━━━ Supplied data ━━━

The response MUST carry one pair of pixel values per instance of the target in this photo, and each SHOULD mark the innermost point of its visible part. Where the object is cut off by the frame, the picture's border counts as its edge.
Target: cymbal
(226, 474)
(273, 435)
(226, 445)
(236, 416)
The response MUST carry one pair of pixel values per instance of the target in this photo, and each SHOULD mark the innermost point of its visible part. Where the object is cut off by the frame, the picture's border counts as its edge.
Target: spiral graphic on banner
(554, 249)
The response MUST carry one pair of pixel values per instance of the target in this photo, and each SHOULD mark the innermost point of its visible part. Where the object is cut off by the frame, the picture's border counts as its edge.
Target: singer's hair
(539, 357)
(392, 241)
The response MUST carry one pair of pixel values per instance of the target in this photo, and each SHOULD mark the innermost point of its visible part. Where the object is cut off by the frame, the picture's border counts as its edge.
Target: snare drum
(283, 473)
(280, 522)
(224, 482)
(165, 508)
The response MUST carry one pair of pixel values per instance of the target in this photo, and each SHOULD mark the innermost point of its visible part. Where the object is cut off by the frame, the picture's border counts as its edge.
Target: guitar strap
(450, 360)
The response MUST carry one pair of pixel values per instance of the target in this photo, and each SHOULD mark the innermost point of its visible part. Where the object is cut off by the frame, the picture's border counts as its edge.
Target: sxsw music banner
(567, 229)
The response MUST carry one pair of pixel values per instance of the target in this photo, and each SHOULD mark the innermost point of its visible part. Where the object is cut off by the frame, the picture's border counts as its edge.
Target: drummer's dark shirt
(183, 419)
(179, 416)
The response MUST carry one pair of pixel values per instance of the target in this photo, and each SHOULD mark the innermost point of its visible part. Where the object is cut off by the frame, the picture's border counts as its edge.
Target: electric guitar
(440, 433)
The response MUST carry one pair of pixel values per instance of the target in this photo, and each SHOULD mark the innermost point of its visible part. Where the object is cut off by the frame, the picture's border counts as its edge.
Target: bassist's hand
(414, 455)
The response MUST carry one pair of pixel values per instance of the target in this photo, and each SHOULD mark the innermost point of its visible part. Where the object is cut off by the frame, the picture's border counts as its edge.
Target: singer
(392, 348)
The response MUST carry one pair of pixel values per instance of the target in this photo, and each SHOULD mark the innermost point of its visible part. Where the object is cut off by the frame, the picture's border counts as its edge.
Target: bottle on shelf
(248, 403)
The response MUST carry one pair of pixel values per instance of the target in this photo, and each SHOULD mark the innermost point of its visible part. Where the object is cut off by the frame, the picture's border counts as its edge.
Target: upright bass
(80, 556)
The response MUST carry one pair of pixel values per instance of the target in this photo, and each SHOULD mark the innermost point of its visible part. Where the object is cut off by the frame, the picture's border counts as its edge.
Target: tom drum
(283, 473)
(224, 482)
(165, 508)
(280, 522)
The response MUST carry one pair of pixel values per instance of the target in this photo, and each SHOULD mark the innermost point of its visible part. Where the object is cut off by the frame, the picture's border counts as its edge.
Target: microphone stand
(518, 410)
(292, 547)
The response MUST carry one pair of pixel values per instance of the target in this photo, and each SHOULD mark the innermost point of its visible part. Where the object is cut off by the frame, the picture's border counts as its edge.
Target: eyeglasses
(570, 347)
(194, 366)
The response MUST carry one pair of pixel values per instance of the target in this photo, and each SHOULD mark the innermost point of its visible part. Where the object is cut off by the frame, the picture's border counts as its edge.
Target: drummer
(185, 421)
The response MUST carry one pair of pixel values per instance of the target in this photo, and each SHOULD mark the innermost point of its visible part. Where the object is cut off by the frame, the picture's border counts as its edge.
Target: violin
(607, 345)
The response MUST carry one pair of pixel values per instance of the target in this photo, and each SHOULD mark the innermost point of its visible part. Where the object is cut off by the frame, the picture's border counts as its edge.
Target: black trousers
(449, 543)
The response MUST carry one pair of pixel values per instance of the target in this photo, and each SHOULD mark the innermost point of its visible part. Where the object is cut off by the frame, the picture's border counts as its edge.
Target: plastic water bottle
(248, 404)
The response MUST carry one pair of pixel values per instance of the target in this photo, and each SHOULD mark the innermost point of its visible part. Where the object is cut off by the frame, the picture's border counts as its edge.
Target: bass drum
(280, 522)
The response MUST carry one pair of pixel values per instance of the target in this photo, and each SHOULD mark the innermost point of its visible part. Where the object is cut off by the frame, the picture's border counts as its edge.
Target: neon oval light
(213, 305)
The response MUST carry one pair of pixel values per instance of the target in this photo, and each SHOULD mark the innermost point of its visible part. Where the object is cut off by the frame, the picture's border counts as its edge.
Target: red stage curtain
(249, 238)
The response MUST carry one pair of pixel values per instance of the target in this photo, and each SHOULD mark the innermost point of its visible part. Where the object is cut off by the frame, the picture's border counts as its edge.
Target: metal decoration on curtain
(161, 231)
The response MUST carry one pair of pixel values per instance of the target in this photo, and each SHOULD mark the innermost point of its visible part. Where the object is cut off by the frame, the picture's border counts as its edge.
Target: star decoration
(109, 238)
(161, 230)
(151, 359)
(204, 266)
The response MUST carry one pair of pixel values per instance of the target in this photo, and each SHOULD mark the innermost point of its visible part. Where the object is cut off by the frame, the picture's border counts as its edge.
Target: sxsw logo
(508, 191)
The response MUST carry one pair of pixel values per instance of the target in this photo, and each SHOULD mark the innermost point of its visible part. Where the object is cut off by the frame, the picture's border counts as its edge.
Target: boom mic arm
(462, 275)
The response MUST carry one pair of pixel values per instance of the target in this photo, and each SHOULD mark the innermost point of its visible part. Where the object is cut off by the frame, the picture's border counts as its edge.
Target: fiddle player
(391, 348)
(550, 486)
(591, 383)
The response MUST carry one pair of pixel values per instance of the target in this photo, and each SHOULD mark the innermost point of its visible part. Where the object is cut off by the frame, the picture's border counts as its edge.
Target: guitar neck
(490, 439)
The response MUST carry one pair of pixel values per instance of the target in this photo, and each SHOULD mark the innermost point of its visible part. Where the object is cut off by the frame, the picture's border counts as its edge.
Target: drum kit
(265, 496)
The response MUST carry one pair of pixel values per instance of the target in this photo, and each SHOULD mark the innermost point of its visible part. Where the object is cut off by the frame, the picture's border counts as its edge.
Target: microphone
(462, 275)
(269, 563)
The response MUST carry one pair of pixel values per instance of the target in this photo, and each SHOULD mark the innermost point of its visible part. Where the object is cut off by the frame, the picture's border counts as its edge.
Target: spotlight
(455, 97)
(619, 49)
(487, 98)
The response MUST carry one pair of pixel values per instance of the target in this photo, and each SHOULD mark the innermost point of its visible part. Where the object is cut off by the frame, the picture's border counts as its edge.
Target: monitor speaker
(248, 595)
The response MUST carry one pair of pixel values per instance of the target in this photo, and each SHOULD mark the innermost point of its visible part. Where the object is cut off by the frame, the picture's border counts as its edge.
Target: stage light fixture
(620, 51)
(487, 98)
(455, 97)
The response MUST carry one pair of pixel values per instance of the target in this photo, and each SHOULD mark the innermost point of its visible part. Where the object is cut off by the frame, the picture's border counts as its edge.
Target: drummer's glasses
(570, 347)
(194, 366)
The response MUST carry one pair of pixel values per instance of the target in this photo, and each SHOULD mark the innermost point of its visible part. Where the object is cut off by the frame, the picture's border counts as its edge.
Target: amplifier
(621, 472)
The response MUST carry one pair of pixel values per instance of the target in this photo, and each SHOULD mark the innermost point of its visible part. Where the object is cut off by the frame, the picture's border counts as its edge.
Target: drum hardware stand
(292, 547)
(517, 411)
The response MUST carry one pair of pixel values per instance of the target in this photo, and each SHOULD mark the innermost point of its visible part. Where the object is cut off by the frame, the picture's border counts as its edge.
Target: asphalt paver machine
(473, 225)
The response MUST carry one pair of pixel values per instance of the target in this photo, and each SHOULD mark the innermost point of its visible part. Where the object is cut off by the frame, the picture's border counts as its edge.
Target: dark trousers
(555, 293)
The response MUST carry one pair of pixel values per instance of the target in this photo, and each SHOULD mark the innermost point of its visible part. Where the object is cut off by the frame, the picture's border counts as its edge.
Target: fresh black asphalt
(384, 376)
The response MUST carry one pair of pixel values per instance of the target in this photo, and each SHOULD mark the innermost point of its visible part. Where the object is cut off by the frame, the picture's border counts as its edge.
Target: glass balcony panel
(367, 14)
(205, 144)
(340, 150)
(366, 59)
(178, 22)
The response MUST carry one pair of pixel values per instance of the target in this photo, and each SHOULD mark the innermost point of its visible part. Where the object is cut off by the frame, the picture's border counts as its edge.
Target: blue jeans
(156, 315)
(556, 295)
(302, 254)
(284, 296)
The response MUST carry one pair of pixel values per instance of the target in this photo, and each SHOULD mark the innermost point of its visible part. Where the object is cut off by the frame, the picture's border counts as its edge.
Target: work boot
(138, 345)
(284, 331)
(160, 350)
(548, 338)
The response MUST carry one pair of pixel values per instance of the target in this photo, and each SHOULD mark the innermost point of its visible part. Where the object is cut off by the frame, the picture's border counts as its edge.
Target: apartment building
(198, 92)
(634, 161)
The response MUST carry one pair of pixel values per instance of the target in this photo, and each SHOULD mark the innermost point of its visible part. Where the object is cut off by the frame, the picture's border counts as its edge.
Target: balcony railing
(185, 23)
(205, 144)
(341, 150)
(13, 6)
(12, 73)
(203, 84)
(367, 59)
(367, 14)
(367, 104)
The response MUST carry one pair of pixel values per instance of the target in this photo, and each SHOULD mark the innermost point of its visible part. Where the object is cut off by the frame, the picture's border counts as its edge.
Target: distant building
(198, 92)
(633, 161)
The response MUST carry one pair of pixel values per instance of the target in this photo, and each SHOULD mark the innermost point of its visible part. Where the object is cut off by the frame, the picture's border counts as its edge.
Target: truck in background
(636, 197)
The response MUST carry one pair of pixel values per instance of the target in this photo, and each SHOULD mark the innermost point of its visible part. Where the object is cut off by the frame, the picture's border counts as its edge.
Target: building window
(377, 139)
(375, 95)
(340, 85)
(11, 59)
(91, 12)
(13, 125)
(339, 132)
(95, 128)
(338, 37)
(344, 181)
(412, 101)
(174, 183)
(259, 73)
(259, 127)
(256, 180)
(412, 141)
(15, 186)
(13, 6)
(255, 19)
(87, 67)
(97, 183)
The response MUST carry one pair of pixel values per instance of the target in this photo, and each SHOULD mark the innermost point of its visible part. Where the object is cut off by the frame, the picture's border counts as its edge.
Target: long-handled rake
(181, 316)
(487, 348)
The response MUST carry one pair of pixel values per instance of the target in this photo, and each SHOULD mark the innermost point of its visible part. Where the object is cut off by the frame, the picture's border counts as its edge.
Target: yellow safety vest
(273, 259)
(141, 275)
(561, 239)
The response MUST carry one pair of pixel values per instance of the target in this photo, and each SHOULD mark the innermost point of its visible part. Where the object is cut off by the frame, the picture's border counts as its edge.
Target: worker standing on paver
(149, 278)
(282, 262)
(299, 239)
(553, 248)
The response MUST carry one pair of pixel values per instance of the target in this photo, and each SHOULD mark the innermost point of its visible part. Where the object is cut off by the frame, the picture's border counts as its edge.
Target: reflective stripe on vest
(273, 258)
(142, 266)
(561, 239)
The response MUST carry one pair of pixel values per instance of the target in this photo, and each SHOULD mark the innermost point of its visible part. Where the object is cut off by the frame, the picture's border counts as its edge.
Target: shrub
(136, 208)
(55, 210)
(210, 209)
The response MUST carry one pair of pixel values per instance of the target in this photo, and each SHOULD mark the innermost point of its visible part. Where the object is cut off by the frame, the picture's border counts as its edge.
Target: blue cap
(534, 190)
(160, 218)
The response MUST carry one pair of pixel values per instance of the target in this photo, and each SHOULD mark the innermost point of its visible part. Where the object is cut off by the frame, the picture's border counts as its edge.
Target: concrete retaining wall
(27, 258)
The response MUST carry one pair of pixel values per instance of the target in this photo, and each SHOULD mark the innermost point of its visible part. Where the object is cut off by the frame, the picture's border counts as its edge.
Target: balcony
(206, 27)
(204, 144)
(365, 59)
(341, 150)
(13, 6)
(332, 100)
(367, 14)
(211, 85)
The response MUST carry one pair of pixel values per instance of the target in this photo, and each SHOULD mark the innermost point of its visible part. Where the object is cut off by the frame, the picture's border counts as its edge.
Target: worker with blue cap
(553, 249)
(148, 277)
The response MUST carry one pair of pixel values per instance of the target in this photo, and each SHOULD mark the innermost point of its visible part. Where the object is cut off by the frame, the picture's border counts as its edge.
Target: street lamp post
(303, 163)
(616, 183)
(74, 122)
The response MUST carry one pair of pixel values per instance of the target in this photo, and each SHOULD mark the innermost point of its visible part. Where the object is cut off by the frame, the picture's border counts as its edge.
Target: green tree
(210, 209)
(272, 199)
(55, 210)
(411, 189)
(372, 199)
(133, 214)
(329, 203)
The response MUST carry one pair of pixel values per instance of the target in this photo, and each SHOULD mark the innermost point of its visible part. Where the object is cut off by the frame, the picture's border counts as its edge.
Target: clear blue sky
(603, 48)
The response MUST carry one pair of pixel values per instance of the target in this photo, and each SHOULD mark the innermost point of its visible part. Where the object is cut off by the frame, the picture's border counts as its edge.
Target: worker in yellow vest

━━━

### [Problem statement]
Collect every line in the rows above that contains the string "stage". Case counts.

### [Exercise result]
Target: red stage curtain
Target: stage light fixture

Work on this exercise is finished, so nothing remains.